— Start of MATERIALS PROVIDED —

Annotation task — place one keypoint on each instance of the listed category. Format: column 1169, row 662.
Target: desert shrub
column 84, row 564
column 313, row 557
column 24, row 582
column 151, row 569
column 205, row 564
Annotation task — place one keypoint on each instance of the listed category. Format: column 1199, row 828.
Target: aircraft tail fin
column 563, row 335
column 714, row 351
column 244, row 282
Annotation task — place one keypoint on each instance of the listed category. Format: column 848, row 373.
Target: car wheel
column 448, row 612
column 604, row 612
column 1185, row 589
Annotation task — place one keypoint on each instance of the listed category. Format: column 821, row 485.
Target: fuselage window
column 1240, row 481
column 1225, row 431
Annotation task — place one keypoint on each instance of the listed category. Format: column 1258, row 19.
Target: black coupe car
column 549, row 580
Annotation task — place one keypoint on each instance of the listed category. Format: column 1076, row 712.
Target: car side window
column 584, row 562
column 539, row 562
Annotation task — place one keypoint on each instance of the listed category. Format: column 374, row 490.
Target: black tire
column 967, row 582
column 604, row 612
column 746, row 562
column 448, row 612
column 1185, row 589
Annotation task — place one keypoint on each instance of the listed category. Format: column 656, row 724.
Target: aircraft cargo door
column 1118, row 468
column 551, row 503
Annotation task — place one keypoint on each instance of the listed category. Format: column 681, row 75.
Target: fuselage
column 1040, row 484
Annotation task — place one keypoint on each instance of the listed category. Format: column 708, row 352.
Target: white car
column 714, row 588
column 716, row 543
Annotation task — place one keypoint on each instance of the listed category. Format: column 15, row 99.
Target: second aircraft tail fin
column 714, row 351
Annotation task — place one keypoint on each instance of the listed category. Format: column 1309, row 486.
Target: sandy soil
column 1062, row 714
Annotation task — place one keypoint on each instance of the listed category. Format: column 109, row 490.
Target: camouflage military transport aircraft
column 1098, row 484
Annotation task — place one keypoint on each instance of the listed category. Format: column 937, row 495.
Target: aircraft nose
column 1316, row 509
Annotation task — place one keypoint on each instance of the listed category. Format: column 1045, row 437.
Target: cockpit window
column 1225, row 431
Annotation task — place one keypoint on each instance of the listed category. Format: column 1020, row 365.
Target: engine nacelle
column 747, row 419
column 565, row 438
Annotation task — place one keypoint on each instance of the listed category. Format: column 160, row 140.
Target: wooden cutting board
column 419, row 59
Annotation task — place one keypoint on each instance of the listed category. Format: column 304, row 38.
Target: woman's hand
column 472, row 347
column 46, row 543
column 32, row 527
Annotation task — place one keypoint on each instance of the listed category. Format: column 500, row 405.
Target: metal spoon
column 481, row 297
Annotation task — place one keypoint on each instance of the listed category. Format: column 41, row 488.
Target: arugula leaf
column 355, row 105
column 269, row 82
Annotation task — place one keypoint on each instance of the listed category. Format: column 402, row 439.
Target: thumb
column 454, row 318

— End of MATERIALS PROVIDED —

[PROBLEM TO WORK ON] Restate every record exactly, leaving nothing out.

[PROBLEM SOLUTION]
Annotation task — place one keypoint on each instance of the listed category. Format: column 1169, row 662.
Target: desert shrub
column 84, row 564
column 313, row 557
column 24, row 582
column 151, row 569
column 205, row 564
Annotation task — place one keypoint on each instance of the listed category. Format: column 1199, row 828.
Target: aircraft tail fin
column 563, row 335
column 714, row 351
column 244, row 282
Annotation task — place one keypoint on each instance of the listed category. Format: column 848, row 373.
Target: car wheel
column 448, row 612
column 604, row 612
column 1185, row 589
Annotation task — place one keypoint on each instance of the listed category. Format: column 821, row 485.
Target: fuselage window
column 1240, row 481
column 1225, row 431
Annotation task — place one keypoint on each instance of the listed category. Format: column 1258, row 19.
Target: black coupe car
column 549, row 580
Annotation task — place one keypoint on each instance of the listed category. Format: column 1076, row 712.
Target: car side window
column 584, row 562
column 539, row 562
Annotation task — place one keypoint on each instance of the listed category. Format: column 374, row 490.
Target: black tire
column 967, row 582
column 604, row 612
column 746, row 562
column 448, row 612
column 1185, row 589
Annotation task — place one keypoint on each instance of the listed category. Format: column 656, row 724.
Target: aircraft cargo door
column 1118, row 468
column 551, row 503
Annotation task — place one keypoint on each instance of the listed category. Format: column 681, row 75.
Target: fuselage
column 1040, row 484
Annotation task — place one keypoint on each instance of the listed category. Format: column 708, row 352.
Target: white car
column 714, row 588
column 716, row 543
Annotation task — place one keypoint on each instance of the listed category. Format: column 15, row 99.
Target: second aircraft tail fin
column 714, row 351
Annotation task — place one keypoint on each instance of the listed category. Format: column 1309, row 486.
Target: sandy soil
column 1062, row 714
Annotation task — place one keypoint on each instance of the listed category. Format: column 109, row 490.
Target: camouflage military transport aircraft
column 1098, row 484
Annotation task — place one keypoint on each instance of the listed category. Format: column 937, row 495.
Target: aircraft nose
column 1316, row 509
Annotation task — place one keypoint on each instance of the listed category. Format: column 1045, row 437.
Target: cockpit window
column 1225, row 431
Annotation task — place one keypoint on each instance of the listed category. Format: column 1020, row 365.
Target: engine nacelle
column 747, row 419
column 565, row 438
Annotation task — place one keypoint on each instance of the listed category. Format: column 160, row 140.
Target: wooden cutting board
column 419, row 59
Annotation task — place one keypoint on each instance of the listed category. Format: column 304, row 38.
Target: woman's hand
column 472, row 347
column 46, row 543
column 32, row 527
Annotation task — place one keypoint on each instance of the listed category. Format: column 500, row 405.
Target: metal spoon
column 481, row 297
Annotation task — place one keypoint on each instance of the listed category. Format: column 41, row 488.
Target: arugula leaf
column 355, row 105
column 269, row 82
Annotation task — place one keypoint on each instance of the listed category. Format: column 402, row 439.
Target: thumb
column 454, row 318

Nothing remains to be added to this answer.